## REQUIRED WORK
Revise the R setup guide below, starting at "Now that you’ve done" and ending at "select the correct version for your operating system.", with "CRAN repository" changed to "CRAN mirror".

Now that you’ve done the DataCamp courses it is time for you to apply your new skills to a real dataset.However, before we get there we have to lay down a couple of basics of using R on your computer.
The first step is to download R from the CRAN repository. I suggest that you do not install the latest version but opt for a somewhat earlier version given that it would be more stable. You can download it here, be sure to select the correct version for your operating system.
Now you can download RStudio. While some people prefer to use base R (installed above), most opt to use a RStudio as an integrated development environment for base R. Thus RStudio is not R but rather a different way to interact with R. This is also the reason why R has to be installed before R studio. R studio is available here. Again, be sure to install the correct version for your operating system.
Go SUNLearn and download the “z_blank_folder” in the production economics section. Move the downloaded folder to a different folder on your computer for safe keeping since this folder will be the basis of all of your future R projects. Move a copy of “z_blank_folder” to your folder for this course and unzip it. Rename the unzipped folder appropriately and open it. Note that it has five folders in it as Data“,”Figures“,”Output“,”Scripts" and “Supplementary Materials”. These will help you to keep your project folder organised when you import data into your model or write out results. All of your scripts should be saved to your “Scripts” folder and supplementary materials could include relevant articles etc. that pertain to the project.
Now you have to create your project file. It is essential that your project file is in your overarching project folder, in other words, your “R_production_econ” folder (or whatever you renamed it to). If not, you will not be able to import your data etc. since your working directory would not be correct (more info). To create your project file, open RStudio and go to File -> New project…and select “Existing directory”. Thereafter click in “Browse” and find your “R_production_econ” folder (or whatever you renamed it to), select it and click on “Create project”. If you succeeded the top right corner of RStudio should show your “R_production_econ” folder (or whatever you renamed it to), see Figure
Figure 1: Check to see if you’re working in the right project
In addition, the project folders should show in the bottom right corner if you created the project file in the right place:
Figure 2: Check to see if your project folders are there
Now that you’ve created your project folder and project file (check the top right corner of R-studio if you’re working in it) we can get started by installing all of the packages required using by the analysis using the command install.packages("Package_Name"). In R we regularly make use of “packages”. These are precoded functions that where developed and shared by other R users. For this part of the work we will use three packages as data.table.

## GIVEN DATA
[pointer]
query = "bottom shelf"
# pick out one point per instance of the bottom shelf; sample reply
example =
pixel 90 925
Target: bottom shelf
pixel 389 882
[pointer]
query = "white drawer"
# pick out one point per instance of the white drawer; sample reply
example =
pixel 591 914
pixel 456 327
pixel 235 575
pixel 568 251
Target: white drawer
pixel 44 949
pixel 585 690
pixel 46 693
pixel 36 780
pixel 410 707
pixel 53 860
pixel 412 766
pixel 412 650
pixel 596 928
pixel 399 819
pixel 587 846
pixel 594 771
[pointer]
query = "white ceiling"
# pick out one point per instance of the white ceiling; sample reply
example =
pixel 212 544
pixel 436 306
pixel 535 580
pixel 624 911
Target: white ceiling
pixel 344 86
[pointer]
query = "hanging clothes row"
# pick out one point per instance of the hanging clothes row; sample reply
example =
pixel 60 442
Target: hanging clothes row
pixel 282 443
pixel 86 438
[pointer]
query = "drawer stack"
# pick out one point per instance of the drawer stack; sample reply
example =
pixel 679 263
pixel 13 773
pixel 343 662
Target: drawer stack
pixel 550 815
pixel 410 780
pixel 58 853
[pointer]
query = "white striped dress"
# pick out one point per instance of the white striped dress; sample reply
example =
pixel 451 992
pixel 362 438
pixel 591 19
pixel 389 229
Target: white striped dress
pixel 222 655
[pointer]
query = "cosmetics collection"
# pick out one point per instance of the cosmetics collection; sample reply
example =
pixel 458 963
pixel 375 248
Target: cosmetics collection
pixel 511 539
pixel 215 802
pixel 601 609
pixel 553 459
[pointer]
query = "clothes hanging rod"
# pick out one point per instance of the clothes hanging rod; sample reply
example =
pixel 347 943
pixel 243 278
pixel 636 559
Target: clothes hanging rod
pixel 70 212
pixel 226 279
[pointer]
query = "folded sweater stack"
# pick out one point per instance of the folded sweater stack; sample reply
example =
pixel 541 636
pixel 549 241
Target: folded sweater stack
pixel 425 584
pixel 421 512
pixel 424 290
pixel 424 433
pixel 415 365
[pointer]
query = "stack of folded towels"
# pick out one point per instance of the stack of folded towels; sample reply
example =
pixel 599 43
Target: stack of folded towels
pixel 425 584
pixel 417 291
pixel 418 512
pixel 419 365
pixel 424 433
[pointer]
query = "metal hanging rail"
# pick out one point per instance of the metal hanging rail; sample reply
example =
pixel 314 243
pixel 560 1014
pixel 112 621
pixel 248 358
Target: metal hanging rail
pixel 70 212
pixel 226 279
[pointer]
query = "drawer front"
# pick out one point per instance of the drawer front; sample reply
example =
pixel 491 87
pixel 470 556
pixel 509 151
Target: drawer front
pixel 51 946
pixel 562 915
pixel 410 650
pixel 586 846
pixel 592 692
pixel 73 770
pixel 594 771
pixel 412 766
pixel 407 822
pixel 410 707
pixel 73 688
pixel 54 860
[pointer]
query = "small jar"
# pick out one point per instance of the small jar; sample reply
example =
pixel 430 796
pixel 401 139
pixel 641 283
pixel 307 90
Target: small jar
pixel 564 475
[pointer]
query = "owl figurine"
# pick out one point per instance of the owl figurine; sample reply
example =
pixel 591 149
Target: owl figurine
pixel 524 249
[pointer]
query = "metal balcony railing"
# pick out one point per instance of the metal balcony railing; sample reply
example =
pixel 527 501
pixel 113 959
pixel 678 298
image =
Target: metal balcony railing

## OUTPUT OF THE TASK
Now that you’ve done the DataCamp courses it is time for you to apply your new skills to a real dataset.However, before we get there we have to lay down a couple of basics of using R on your computer.
The first step is to download R from the CRAN mirror. I suggest that you do not install the latest version but opt for a somewhat earlier version given that it would be more stable. You can download it here, be sure to select the correct version for your operating system.